Source data
---
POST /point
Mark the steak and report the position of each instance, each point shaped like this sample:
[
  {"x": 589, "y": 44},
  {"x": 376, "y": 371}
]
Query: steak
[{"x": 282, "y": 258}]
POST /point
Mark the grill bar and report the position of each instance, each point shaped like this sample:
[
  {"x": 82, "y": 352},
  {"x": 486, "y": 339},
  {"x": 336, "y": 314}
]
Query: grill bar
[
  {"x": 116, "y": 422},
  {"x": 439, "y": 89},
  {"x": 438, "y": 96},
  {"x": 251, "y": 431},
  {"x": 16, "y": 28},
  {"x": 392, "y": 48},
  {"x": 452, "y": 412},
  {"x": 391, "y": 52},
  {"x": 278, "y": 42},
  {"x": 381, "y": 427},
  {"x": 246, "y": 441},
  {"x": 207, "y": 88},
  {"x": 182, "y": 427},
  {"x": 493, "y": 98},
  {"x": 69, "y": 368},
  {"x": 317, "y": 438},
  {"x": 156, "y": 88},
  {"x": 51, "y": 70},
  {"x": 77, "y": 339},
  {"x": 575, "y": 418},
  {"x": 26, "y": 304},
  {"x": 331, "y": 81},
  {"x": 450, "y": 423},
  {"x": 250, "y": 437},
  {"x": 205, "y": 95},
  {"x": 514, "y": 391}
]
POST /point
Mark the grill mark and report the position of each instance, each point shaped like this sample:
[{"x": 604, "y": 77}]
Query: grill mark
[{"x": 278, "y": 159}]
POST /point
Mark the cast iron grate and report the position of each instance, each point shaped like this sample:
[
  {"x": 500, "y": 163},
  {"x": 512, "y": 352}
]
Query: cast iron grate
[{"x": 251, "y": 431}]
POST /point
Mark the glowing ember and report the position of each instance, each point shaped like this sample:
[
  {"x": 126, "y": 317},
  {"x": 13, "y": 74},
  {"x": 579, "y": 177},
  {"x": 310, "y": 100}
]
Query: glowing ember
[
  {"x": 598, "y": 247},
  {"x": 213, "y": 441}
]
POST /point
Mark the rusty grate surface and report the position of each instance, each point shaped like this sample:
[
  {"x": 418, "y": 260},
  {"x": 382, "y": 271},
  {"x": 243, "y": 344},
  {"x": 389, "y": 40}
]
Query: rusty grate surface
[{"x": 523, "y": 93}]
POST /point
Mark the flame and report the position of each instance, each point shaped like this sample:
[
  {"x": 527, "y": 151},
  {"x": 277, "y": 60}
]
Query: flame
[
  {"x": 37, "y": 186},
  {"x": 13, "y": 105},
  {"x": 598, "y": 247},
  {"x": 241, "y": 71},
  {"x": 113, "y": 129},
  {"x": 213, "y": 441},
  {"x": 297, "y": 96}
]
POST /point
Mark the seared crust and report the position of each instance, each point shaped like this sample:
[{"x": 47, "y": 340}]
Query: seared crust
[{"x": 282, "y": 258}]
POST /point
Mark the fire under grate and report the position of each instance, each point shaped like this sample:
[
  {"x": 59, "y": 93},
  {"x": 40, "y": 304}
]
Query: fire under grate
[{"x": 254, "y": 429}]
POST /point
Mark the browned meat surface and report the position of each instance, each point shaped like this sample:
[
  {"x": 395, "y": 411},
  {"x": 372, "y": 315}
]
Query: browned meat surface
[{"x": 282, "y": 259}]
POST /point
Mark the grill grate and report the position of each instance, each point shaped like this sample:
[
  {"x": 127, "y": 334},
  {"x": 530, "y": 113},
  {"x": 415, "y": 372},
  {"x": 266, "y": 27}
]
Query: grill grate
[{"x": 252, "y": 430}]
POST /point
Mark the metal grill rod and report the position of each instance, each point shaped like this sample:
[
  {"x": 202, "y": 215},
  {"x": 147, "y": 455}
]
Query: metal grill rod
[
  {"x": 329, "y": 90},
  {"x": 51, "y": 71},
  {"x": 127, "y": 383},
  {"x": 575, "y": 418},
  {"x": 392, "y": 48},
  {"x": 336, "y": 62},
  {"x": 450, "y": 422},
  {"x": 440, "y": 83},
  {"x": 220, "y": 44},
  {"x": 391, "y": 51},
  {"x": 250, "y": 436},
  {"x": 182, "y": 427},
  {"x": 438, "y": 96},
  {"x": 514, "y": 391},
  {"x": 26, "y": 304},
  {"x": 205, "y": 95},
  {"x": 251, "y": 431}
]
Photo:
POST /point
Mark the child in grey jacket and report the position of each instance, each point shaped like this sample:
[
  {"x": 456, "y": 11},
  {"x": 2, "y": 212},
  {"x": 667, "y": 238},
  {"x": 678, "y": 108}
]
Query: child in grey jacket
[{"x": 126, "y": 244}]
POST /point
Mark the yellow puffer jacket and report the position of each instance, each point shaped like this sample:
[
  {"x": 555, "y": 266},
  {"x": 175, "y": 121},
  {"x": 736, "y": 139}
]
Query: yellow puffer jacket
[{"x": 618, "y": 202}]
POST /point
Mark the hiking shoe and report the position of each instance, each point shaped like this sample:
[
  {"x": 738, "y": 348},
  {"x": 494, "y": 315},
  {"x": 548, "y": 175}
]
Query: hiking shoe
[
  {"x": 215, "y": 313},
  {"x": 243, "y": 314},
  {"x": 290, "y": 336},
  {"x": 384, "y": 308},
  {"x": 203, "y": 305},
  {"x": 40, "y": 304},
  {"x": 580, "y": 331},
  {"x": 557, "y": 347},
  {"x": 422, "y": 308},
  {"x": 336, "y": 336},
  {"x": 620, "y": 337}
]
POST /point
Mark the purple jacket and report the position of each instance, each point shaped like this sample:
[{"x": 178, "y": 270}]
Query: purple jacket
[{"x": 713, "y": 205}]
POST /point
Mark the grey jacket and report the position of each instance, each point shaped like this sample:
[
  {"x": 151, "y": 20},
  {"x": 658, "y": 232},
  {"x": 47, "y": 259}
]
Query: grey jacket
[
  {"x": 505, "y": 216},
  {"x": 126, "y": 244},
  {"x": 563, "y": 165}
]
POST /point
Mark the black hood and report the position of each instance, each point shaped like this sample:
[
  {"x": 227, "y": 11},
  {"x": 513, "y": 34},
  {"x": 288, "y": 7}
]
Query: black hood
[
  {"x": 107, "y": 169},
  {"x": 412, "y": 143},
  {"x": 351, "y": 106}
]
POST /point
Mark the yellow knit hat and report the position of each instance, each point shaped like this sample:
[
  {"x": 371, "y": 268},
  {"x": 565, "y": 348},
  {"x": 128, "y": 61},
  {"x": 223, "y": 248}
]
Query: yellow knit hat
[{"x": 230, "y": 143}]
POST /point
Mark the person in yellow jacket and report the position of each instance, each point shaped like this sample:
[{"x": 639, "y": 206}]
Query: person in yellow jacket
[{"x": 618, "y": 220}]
---
Task requirements: Please repeat the data above verbatim, all of it.

Response to the task:
POST /point
Mark the steak and report the position of each instance, each point shaped like this sample:
[
  {"x": 589, "y": 44},
  {"x": 376, "y": 371}
]
Query: steak
[{"x": 282, "y": 258}]
POST /point
Mark the grill bar and report the position of each instance, each point shaped like this sample:
[
  {"x": 82, "y": 352},
  {"x": 486, "y": 339},
  {"x": 336, "y": 314}
]
Query: grill bar
[
  {"x": 116, "y": 422},
  {"x": 439, "y": 89},
  {"x": 438, "y": 96},
  {"x": 251, "y": 431},
  {"x": 16, "y": 28},
  {"x": 392, "y": 48},
  {"x": 452, "y": 412},
  {"x": 391, "y": 52},
  {"x": 278, "y": 42},
  {"x": 381, "y": 427},
  {"x": 246, "y": 441},
  {"x": 207, "y": 88},
  {"x": 182, "y": 427},
  {"x": 493, "y": 98},
  {"x": 69, "y": 368},
  {"x": 317, "y": 438},
  {"x": 156, "y": 88},
  {"x": 51, "y": 70},
  {"x": 77, "y": 339},
  {"x": 575, "y": 418},
  {"x": 26, "y": 304},
  {"x": 331, "y": 81},
  {"x": 450, "y": 423},
  {"x": 250, "y": 437},
  {"x": 205, "y": 95},
  {"x": 514, "y": 391}
]
POST /point
Mark the grill mark and report the position of each instance, each point shaped like this sample:
[{"x": 604, "y": 77}]
Query: grill mark
[{"x": 278, "y": 159}]
POST /point
Mark the cast iron grate and report the position of each instance, each point shaped like this sample:
[
  {"x": 500, "y": 163},
  {"x": 512, "y": 352}
]
Query: cast iron grate
[{"x": 251, "y": 431}]
POST /point
Mark the glowing ember and report the position of each instance, each point shaped like this sample:
[
  {"x": 126, "y": 317},
  {"x": 13, "y": 74},
  {"x": 579, "y": 177},
  {"x": 310, "y": 100}
]
Query: glowing ember
[
  {"x": 598, "y": 247},
  {"x": 213, "y": 441}
]
POST /point
Mark the rusty grate surface and report the position of each instance, each point shaped like this sample:
[
  {"x": 418, "y": 260},
  {"x": 382, "y": 271},
  {"x": 243, "y": 344},
  {"x": 389, "y": 40}
]
Query: rusty grate surface
[{"x": 523, "y": 93}]
POST /point
Mark the flame and report the position of each instance, each point shaped like this sample:
[
  {"x": 527, "y": 151},
  {"x": 277, "y": 60}
]
Query: flame
[
  {"x": 37, "y": 186},
  {"x": 13, "y": 105},
  {"x": 598, "y": 247},
  {"x": 241, "y": 71},
  {"x": 113, "y": 129},
  {"x": 213, "y": 441},
  {"x": 297, "y": 96}
]
POST /point
Mark the seared crust and report the position of each instance, each point shaped like this sample:
[{"x": 47, "y": 340}]
Query: seared crust
[{"x": 282, "y": 258}]
POST /point
Mark the fire under grate and report the position of each instance, each point shaped like this sample:
[
  {"x": 59, "y": 93},
  {"x": 40, "y": 304}
]
Query: fire under grate
[{"x": 254, "y": 429}]
POST /point
Mark the browned meat surface and report the position of each instance, each point shaped like this sample:
[
  {"x": 395, "y": 411},
  {"x": 372, "y": 315}
]
Query: browned meat surface
[{"x": 282, "y": 259}]
POST /point
Mark the grill grate and report the position of each instance, each point shaped like this sample:
[
  {"x": 127, "y": 334},
  {"x": 530, "y": 113},
  {"x": 415, "y": 372},
  {"x": 266, "y": 27}
]
Query: grill grate
[{"x": 252, "y": 430}]
POST /point
Mark the metal grill rod and report the position of each instance, each point shaped like this sample:
[
  {"x": 202, "y": 215},
  {"x": 147, "y": 455}
]
Query: metal grill rod
[
  {"x": 329, "y": 90},
  {"x": 51, "y": 71},
  {"x": 127, "y": 383},
  {"x": 575, "y": 418},
  {"x": 392, "y": 48},
  {"x": 336, "y": 62},
  {"x": 450, "y": 422},
  {"x": 440, "y": 83},
  {"x": 220, "y": 44},
  {"x": 391, "y": 51},
  {"x": 250, "y": 436},
  {"x": 182, "y": 427},
  {"x": 438, "y": 96},
  {"x": 514, "y": 391},
  {"x": 26, "y": 304},
  {"x": 205, "y": 95},
  {"x": 251, "y": 431}
]
Photo:
POST /point
Mark the child in grey jacket and report the position of each instance, each point shaped like this sample:
[
  {"x": 456, "y": 11},
  {"x": 2, "y": 212},
  {"x": 667, "y": 238},
  {"x": 678, "y": 108}
]
Query: child in grey jacket
[{"x": 126, "y": 244}]
POST /point
Mark the yellow puffer jacket and report the position of each instance, each point shaped like this sample:
[
  {"x": 555, "y": 266},
  {"x": 175, "y": 121},
  {"x": 736, "y": 139}
]
Query: yellow puffer jacket
[{"x": 618, "y": 202}]
POST /point
Mark the hiking shoe and report the position of each instance, each point shaped like this sample:
[
  {"x": 738, "y": 348},
  {"x": 494, "y": 315},
  {"x": 548, "y": 175}
]
Query: hiking shoe
[
  {"x": 215, "y": 313},
  {"x": 243, "y": 314},
  {"x": 290, "y": 336},
  {"x": 384, "y": 308},
  {"x": 203, "y": 305},
  {"x": 40, "y": 304},
  {"x": 580, "y": 331},
  {"x": 557, "y": 347},
  {"x": 422, "y": 308},
  {"x": 336, "y": 336},
  {"x": 620, "y": 337}
]
POST /point
Mark the purple jacket and report the position of each instance, each point shaped like this sample:
[{"x": 178, "y": 270}]
Query: purple jacket
[{"x": 713, "y": 205}]
POST /point
Mark the grey jacket and report the position of each instance, each point shaped like this sample:
[
  {"x": 151, "y": 20},
  {"x": 658, "y": 232},
  {"x": 47, "y": 259}
]
Query: grey jacket
[
  {"x": 505, "y": 216},
  {"x": 126, "y": 244},
  {"x": 563, "y": 165}
]
POST /point
Mark the black hood and report the position of each instance, each point shaped like this sample:
[
  {"x": 227, "y": 11},
  {"x": 513, "y": 34},
  {"x": 288, "y": 7}
]
Query: black hood
[
  {"x": 107, "y": 169},
  {"x": 412, "y": 143},
  {"x": 351, "y": 106}
]
POST /point
Mark the yellow knit hat and report the position of each instance, each point shaped like this sample:
[
  {"x": 371, "y": 268},
  {"x": 565, "y": 348},
  {"x": 128, "y": 61},
  {"x": 223, "y": 248}
]
Query: yellow knit hat
[{"x": 230, "y": 143}]
POST /point
Mark the person in yellow jacket and report the position of each instance, each point shaped like this sample:
[{"x": 639, "y": 206}]
Query: person in yellow jacket
[{"x": 618, "y": 220}]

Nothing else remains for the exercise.